* Start Excerpted data *
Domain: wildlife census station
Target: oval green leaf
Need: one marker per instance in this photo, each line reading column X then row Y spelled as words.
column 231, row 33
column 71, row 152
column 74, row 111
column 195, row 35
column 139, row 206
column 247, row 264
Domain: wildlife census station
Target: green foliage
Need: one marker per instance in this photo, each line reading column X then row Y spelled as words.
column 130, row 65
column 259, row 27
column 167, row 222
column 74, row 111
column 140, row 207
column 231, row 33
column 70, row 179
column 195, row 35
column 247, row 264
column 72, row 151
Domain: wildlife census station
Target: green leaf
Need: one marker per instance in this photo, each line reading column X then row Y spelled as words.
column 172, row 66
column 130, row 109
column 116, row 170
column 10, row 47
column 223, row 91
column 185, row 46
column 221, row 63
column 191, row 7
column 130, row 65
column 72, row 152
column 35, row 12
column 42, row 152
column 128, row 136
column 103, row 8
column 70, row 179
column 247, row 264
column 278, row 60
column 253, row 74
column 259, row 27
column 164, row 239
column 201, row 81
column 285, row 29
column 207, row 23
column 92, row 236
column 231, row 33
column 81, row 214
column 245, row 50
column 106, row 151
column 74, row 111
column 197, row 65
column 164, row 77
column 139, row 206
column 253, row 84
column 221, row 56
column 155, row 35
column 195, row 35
* End Excerpted data *
Problem requirements —
Put the records above into a two-column CSV with the header request,answer and one row per record. Give each record's text and its answer as one quoted field each, with any line breaks inside a field replaced by spaces.

Solution to this problem —
request,answer
"Domain: wildlife census station Target: oval green leaf Need: one marker per instance in this photo, each line reading column X then row Y spelled as words.","column 231, row 33 column 71, row 152 column 74, row 111 column 195, row 35 column 139, row 206 column 247, row 264"
"Domain: wildlife census station Target: green foliage Need: one marker per instance in this photo, each line reading column X then row Y spelled as words.","column 130, row 65 column 259, row 27 column 167, row 222 column 74, row 111 column 140, row 207 column 231, row 33 column 70, row 179 column 195, row 35 column 247, row 264 column 72, row 151"
"Domain: wildlife census station Target: green leaf Need: one marker per instance in this photo, each line reading column X then row Y spelled as words.","column 172, row 66 column 130, row 109 column 116, row 170 column 10, row 47 column 223, row 91 column 185, row 46 column 221, row 63 column 191, row 7 column 130, row 65 column 72, row 152 column 35, row 12 column 42, row 152 column 128, row 136 column 103, row 8 column 70, row 179 column 247, row 264 column 278, row 60 column 253, row 74 column 259, row 27 column 164, row 239 column 201, row 81 column 285, row 29 column 207, row 23 column 92, row 236 column 231, row 33 column 81, row 214 column 245, row 50 column 106, row 151 column 74, row 111 column 197, row 65 column 164, row 77 column 139, row 206 column 253, row 84 column 221, row 56 column 155, row 35 column 195, row 35"